| WHAT THIS TASK INVOLVES |
In the text on climate and crops, write out everything from "The US Department" down to "or flooded trees." again, swapping "uprooted" for "toppled" throughout.

| PAGE TEXT |
-*-
TheVoiceOfJoyce Climate crises, extreme weather events are creating low yields in 5 crops. With the new weather conditions in many states, the land can no longer support the crops planted there for generations. Are there solutions? Yes, our weather extremes can be directly correlated with carbon and methane emissions. Are we reducing our dependence on Fossil Fuels? In the short run, to avoid economic hardship and food insecurity, we can relocate the 5 crops impacted by our over use and dependence on Fossil Fuels. Oranges came off the trees in Florida and orange trees were uprooted, causing a 32% decrease in yield. California orange plantings may need a different environment. Rice grown in California was down 6% and it’s a global mainstay.. Wheat grown in Kansas will see yields decrease, another global staple. Tomatoes for processing into paste and sauce is no longer flourishing in California. New Mexico was a favorable climate for green chiles and that crop was drastically reduced. Do we an economic crisis, a food insecurity crisis and a water crisis? Yes. Is it temporary? It an be , if we recognize dependence on Fossil Fuels is not sustainable and start an emergency program to, create and integrate, alternative energy.

The hurricane “came right up through the heart of the citrus belt”, said Ray Royce, executive director of the Highlands Citrus Growers Association. Royce reports that in some counties growers have lost as much as 80% of their fruit. Florida orange growers were already facing a challenging year as greening disease, an invasive bacterium that thrives in warm climates and can kill trees and cause fruit to drop early, hit their plants.

The US Department of Agriculture (USDA) predicted that the state will produce 28m boxes of oranges this season, down 32% from the previous season. This would be the smallest harvest since 1943. And the impact of Hurricane Ian may not yet be over, Royce said. In some areas, the storm didn’t just cause fruit to fall, but entirely uprooted or flooded trees.
-*-
| DATASET ENTRIES |
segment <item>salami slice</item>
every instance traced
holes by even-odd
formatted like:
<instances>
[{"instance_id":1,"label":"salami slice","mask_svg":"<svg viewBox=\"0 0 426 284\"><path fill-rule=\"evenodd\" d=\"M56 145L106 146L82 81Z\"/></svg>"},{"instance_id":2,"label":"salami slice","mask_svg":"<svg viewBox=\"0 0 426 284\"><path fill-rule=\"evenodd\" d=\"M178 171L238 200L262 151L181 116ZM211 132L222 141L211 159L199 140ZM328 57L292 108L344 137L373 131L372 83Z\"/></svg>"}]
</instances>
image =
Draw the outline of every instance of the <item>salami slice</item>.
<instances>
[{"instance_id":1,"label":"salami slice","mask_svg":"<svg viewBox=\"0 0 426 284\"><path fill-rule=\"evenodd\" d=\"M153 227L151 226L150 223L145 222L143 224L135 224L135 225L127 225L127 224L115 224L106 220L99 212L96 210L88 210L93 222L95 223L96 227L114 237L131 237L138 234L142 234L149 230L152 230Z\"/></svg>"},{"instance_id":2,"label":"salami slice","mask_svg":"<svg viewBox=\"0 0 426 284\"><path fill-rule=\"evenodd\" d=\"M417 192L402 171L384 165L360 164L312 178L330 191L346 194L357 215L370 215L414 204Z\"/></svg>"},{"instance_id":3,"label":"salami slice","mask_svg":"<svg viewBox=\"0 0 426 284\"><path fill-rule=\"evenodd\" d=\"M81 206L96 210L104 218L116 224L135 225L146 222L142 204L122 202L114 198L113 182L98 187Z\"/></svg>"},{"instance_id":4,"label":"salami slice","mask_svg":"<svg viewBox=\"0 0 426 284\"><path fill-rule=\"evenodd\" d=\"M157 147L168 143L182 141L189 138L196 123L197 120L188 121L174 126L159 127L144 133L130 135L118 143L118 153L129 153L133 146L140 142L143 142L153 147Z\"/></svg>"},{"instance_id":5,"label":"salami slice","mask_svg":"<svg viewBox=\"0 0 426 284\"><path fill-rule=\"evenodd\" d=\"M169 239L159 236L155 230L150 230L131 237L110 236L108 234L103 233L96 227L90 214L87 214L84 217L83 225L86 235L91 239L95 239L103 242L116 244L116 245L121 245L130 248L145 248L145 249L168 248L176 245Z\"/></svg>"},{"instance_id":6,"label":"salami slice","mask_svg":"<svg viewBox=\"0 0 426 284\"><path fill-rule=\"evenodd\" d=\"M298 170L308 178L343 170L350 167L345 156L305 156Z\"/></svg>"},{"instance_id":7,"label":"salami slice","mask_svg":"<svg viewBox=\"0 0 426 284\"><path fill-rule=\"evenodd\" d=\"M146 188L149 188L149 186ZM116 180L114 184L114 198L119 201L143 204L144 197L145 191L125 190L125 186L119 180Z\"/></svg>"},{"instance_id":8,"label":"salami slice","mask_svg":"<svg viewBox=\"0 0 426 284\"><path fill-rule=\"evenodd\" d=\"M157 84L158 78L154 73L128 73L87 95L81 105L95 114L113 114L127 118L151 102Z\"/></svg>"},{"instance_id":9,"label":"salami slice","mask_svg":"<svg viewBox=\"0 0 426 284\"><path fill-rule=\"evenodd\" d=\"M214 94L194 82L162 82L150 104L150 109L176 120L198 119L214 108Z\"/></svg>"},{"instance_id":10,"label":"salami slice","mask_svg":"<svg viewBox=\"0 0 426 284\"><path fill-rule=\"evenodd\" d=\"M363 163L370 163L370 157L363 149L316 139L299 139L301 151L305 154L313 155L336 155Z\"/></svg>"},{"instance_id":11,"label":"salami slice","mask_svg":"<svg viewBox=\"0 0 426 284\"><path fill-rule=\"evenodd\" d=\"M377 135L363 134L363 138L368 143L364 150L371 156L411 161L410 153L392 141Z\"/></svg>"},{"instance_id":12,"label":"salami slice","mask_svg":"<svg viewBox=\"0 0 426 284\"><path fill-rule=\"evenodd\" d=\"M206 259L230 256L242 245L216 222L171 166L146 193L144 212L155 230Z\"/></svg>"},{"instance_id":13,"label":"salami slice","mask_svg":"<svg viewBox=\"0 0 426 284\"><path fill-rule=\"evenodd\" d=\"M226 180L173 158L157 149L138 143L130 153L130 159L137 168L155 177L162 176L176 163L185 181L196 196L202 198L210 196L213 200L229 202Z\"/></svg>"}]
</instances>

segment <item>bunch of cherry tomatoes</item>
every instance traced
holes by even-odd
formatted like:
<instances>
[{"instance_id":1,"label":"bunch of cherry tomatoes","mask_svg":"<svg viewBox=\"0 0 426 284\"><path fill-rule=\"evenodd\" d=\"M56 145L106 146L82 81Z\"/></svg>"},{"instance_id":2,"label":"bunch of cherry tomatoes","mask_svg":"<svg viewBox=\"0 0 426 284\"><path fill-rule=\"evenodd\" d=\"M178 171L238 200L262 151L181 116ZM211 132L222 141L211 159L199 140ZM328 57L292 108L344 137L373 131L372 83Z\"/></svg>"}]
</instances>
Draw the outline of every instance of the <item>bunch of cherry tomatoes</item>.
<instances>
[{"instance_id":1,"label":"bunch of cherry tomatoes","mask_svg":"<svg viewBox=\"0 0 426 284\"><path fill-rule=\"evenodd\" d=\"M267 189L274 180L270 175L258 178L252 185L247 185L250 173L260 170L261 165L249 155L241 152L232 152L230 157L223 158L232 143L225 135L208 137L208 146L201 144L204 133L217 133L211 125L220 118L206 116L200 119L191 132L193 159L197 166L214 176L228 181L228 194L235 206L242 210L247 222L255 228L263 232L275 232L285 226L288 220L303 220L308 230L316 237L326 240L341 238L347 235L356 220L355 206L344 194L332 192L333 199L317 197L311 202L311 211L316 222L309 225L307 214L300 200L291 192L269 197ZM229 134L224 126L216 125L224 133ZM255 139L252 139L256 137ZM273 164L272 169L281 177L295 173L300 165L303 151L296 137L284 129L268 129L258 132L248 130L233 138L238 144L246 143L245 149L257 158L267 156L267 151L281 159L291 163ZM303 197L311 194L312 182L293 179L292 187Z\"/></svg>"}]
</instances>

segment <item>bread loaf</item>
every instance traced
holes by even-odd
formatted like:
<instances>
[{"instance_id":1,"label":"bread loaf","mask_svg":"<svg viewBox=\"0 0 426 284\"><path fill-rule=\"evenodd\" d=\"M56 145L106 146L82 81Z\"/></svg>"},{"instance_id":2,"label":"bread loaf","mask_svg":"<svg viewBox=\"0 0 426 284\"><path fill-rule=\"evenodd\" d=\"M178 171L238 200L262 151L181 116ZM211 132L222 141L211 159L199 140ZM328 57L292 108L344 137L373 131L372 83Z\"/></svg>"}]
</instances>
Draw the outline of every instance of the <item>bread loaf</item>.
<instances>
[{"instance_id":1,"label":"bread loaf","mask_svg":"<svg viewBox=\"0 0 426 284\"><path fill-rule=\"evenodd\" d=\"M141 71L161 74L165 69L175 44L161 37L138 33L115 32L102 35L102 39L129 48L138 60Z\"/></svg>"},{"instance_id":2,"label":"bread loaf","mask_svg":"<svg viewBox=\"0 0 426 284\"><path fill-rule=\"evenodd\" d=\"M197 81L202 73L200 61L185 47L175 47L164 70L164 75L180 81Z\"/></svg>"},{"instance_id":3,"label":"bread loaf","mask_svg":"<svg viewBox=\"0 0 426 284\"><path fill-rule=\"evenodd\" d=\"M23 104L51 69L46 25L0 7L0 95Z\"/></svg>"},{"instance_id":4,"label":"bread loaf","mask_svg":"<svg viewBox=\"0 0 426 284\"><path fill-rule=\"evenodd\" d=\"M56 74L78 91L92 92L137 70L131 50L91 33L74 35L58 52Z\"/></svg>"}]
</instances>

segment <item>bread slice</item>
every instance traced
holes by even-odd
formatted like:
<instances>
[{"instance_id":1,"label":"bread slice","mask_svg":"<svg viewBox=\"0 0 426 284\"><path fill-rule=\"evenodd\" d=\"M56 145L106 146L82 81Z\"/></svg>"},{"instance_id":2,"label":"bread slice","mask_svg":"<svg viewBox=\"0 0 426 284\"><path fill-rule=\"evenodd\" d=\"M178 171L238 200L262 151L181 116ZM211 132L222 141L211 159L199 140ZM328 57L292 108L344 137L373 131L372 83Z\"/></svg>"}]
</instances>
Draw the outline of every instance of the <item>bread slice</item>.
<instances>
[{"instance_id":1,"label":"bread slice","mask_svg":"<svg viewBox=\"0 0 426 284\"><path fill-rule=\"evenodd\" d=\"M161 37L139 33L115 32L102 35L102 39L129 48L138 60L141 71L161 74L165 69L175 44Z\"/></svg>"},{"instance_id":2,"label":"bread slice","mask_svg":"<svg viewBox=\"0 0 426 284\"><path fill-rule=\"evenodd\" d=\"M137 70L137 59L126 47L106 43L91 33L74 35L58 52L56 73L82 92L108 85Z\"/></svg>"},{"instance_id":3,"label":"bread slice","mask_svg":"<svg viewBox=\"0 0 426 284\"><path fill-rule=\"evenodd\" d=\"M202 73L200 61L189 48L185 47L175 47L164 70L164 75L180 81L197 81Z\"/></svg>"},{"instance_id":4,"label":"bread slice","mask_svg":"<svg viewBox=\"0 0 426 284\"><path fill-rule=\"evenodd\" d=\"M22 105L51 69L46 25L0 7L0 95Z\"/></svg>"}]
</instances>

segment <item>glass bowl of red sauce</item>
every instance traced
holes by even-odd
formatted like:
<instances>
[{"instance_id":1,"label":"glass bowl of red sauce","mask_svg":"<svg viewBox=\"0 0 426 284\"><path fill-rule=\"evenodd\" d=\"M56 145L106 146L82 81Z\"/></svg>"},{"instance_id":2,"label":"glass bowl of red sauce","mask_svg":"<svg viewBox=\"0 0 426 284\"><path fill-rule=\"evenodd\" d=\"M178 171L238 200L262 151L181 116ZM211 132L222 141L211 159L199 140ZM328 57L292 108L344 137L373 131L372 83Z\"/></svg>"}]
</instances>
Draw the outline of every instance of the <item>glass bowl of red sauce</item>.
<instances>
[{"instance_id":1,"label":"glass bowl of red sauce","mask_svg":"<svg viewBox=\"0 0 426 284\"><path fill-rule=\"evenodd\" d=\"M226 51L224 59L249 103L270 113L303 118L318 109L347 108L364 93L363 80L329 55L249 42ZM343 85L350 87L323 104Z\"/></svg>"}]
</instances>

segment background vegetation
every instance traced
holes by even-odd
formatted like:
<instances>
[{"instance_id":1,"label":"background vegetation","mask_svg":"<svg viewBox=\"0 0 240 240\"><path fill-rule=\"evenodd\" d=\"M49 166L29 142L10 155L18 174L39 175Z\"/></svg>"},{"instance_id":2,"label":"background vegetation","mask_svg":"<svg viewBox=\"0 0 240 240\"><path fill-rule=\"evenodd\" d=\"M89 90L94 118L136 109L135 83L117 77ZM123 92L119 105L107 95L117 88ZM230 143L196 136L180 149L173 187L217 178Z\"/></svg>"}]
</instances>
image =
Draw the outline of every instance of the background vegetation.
-*-
| REPLY TO THE TASK |
The US Department of Agriculture (USDA) predicted that the state will produce 28m boxes of oranges this season, down 32% from the previous season. This would be the smallest harvest since 1943. And the impact of Hurricane Ian may not yet be over, Royce said. In some areas, the storm didn’t just cause fruit to fall, but entirely toppled or flooded trees.